**Data supplied:**
◆ ◆ ◆
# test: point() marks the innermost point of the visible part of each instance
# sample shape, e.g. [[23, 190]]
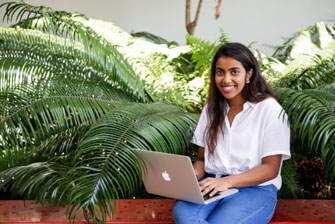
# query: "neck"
[[236, 103]]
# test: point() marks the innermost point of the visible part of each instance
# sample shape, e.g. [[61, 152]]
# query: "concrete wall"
[[264, 21]]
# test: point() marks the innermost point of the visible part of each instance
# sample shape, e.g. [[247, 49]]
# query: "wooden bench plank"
[[149, 211]]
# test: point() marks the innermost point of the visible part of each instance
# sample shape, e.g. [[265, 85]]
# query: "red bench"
[[149, 211]]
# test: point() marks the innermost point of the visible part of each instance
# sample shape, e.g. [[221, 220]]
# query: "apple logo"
[[166, 176]]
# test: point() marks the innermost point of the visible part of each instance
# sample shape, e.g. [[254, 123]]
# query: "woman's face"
[[230, 78]]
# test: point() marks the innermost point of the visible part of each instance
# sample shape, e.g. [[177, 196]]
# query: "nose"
[[226, 79]]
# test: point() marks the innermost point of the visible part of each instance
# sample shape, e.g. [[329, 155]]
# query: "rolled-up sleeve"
[[198, 137], [276, 138]]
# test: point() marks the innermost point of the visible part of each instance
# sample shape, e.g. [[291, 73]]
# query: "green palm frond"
[[27, 56], [310, 78], [106, 158], [312, 117], [104, 166], [318, 39], [42, 181], [65, 24], [50, 116]]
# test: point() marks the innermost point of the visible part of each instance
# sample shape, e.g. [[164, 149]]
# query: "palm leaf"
[[312, 117], [310, 78], [27, 56], [107, 57], [107, 159]]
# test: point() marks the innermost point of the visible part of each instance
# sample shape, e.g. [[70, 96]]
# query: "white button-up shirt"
[[259, 130]]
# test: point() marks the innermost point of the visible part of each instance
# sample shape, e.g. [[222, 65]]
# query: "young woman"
[[243, 137]]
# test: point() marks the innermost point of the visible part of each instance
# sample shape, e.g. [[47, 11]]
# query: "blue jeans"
[[250, 205]]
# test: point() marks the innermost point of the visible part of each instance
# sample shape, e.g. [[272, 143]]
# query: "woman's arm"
[[266, 171], [199, 165]]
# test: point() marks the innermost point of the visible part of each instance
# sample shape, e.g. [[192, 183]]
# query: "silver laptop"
[[173, 176]]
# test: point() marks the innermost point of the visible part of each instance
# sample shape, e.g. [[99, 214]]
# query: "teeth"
[[228, 87]]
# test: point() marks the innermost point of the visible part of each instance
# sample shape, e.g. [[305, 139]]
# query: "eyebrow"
[[233, 68]]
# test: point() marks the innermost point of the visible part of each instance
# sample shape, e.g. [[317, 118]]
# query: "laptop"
[[173, 176]]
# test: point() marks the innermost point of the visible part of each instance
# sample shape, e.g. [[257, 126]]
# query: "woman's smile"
[[230, 79]]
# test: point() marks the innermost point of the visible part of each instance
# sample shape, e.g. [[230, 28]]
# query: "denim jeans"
[[250, 205]]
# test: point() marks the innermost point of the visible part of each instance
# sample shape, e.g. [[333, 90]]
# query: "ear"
[[250, 73]]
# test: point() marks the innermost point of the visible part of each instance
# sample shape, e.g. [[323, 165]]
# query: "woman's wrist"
[[196, 174]]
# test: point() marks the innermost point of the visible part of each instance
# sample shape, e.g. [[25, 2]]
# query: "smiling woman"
[[245, 154]]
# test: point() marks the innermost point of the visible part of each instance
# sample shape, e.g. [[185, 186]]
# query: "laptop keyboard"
[[206, 196]]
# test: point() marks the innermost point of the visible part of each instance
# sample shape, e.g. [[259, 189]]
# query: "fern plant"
[[70, 115]]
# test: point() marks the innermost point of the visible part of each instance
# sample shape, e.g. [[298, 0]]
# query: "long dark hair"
[[255, 91]]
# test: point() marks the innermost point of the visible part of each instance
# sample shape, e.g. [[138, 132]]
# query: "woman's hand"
[[215, 185]]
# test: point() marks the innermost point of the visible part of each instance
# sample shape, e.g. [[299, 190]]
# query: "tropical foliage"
[[78, 94]]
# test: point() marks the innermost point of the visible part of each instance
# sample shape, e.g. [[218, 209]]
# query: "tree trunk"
[[190, 26]]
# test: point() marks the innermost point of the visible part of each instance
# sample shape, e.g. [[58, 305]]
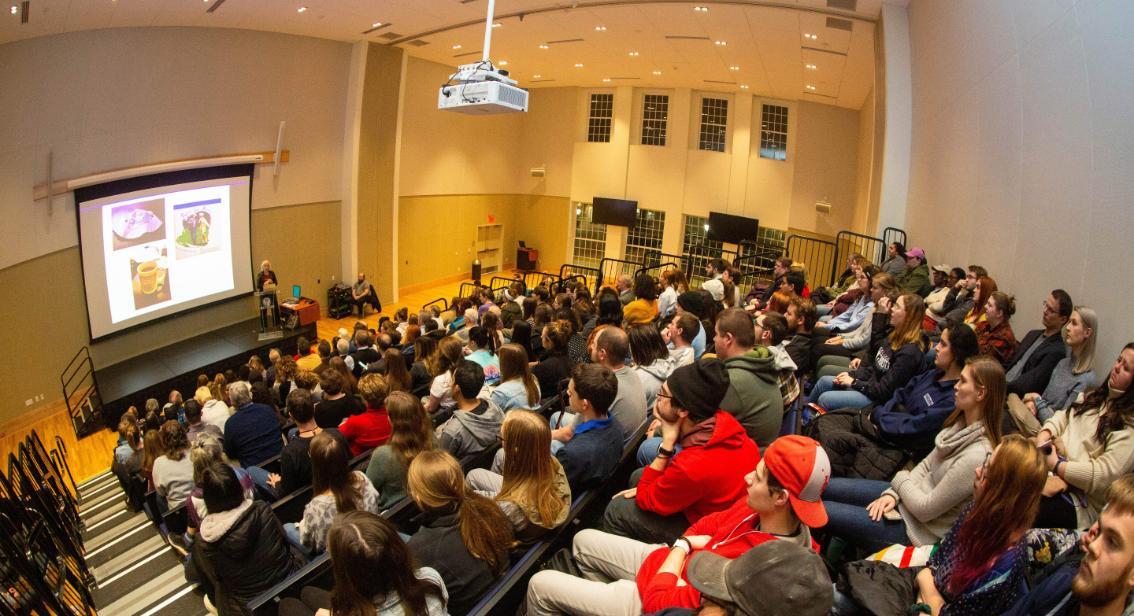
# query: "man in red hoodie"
[[625, 576], [701, 463]]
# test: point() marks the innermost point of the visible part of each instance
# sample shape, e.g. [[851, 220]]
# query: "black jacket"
[[438, 545], [1039, 366], [251, 557]]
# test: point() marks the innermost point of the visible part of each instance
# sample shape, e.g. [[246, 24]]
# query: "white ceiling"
[[766, 39]]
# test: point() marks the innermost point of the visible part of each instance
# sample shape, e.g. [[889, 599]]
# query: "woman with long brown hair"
[[412, 433], [374, 574], [931, 496], [895, 363], [518, 388], [336, 489], [464, 536], [397, 376], [449, 353], [531, 486]]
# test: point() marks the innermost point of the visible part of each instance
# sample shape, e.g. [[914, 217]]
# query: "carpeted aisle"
[[137, 573]]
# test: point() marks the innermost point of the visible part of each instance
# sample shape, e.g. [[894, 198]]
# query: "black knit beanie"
[[691, 302], [700, 387]]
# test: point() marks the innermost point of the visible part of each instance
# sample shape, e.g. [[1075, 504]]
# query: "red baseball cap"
[[802, 467]]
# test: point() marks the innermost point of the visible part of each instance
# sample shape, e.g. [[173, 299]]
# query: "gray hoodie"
[[753, 395], [467, 433]]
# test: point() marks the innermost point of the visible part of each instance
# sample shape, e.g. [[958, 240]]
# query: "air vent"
[[835, 23]]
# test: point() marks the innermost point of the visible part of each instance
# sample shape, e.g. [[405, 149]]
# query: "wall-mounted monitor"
[[614, 211], [731, 229]]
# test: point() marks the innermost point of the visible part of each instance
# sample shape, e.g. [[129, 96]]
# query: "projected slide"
[[160, 250]]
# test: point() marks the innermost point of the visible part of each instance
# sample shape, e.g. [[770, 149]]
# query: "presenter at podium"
[[267, 277], [363, 294]]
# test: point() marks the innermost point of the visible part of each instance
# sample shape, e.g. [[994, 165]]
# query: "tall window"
[[598, 123], [590, 238], [696, 250], [645, 235], [713, 124], [654, 114], [773, 132]]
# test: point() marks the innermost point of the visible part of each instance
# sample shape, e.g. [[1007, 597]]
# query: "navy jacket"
[[252, 435], [591, 455], [914, 415]]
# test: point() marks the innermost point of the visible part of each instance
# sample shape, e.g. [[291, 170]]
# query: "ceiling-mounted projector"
[[480, 89]]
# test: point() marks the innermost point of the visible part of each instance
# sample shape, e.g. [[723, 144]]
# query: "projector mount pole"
[[488, 33]]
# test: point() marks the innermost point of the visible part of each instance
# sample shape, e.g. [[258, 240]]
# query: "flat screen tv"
[[614, 211], [731, 229]]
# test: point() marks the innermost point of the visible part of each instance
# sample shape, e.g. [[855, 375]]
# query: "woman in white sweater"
[[919, 506], [1088, 447]]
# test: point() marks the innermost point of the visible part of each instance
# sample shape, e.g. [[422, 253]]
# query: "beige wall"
[[1024, 163]]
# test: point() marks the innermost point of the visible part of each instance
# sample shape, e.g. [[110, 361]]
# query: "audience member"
[[371, 428], [931, 496], [518, 388], [530, 486], [995, 334], [652, 362], [1088, 447], [1071, 377], [336, 488], [412, 433], [474, 427], [1041, 348], [172, 471], [373, 574], [243, 550], [464, 536], [776, 503], [753, 395], [252, 435], [707, 475]]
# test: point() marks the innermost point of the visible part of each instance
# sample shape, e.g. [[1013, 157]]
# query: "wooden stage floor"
[[92, 455]]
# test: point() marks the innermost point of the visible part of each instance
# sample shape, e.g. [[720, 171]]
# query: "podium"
[[269, 306]]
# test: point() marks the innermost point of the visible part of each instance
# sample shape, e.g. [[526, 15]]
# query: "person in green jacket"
[[915, 279], [753, 395]]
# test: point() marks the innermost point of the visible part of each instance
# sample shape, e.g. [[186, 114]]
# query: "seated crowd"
[[885, 445]]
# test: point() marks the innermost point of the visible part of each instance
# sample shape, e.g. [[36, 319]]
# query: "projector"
[[481, 90]]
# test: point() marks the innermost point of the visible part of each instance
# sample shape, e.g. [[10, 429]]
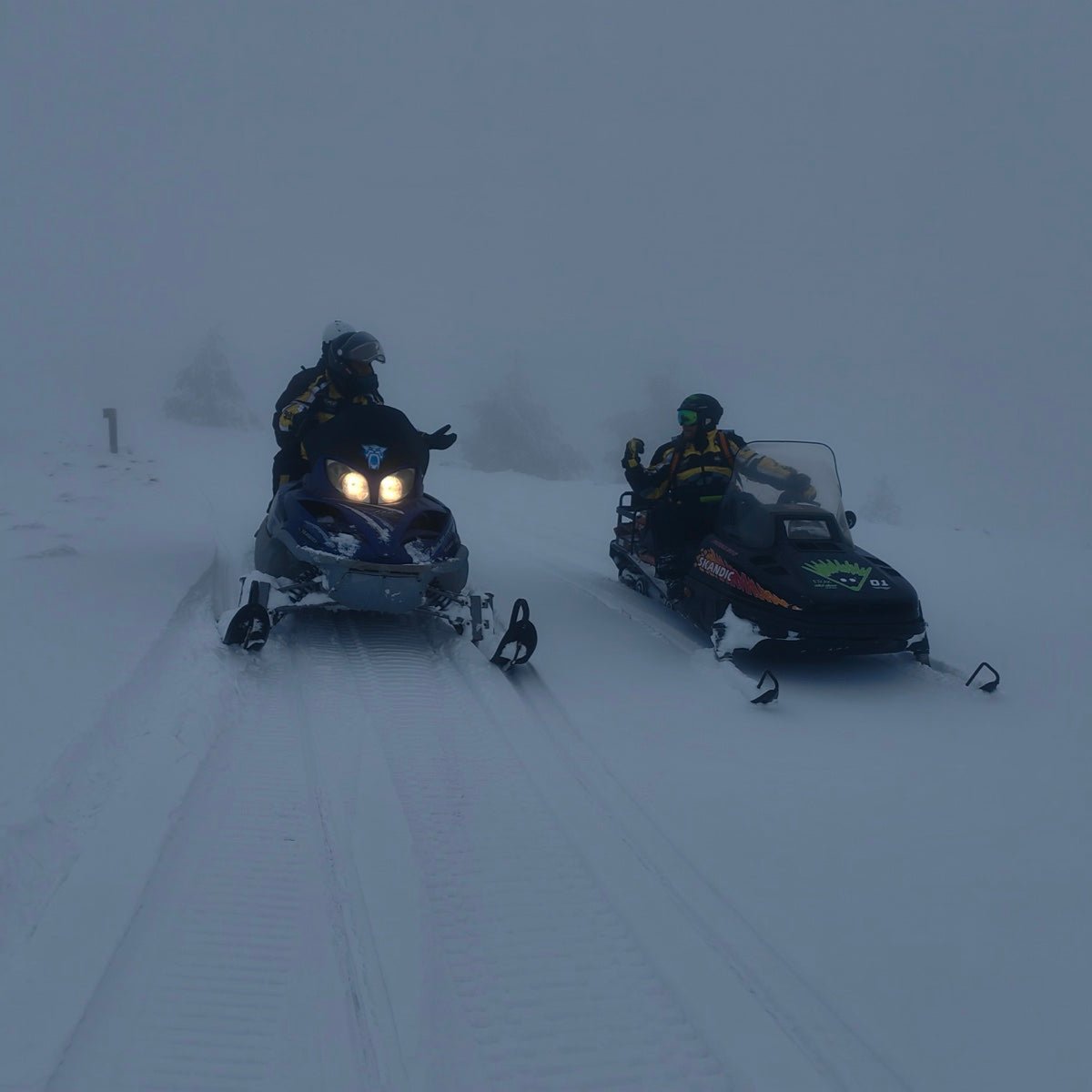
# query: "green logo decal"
[[846, 574]]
◆ ◆ ◆
**Try it:** Print exactly the first line of the entries and every line after it through the one that contains "# sample shape, e.g. [[164, 149]]", leaving the pictures out.

**Written answer:**
# test: point() marks the innermost point of the visible part of each instance
# sample shape, e.g. [[23, 190]]
# query: "neck"
[[236, 103]]
# test: point() marks the innermost point of the visible part of each instance
# sample shape, e.g. [[61, 152]]
# query: "concrete wall"
[[264, 21]]
# test: point() marks the innermost point of the visible part of each instance
# sample shape, e.g. [[247, 49]]
# query: "wooden bench plank"
[[149, 211]]
# test: point() marks the innermost point of the visible part of each instance
# sample shape, e.g. [[265, 85]]
# query: "red bench"
[[149, 211]]
# test: point() marks the innermost point of the visible part of each instance
# sample shape, e.g. [[221, 220]]
# query: "apple logo"
[[166, 176]]
# test: point() marks the innermost point of the visible part of each instance
# sample shape, e.g. [[254, 123]]
# query: "woman's face"
[[230, 78]]
# test: point() marks the innermost point of the visible part of each instance
# sample shape, e.g. [[177, 196]]
# query: "nose"
[[226, 79]]
# test: point() marks the innermost point of the visible part of each instance
# sample shape, e.g. [[329, 155]]
# query: "rolled-up sleeve"
[[198, 137], [276, 138]]
# test: point() marks the innermost point of the visible part of each instance
# sample shape, e.g. [[291, 73]]
# query: "green palm frond"
[[27, 56], [310, 78], [106, 158], [312, 117], [104, 166], [318, 39], [42, 181], [65, 24], [50, 116]]
# test: point() marks the innermost point of the visible part of each instance
# sample shape, e.g. [[164, 149]]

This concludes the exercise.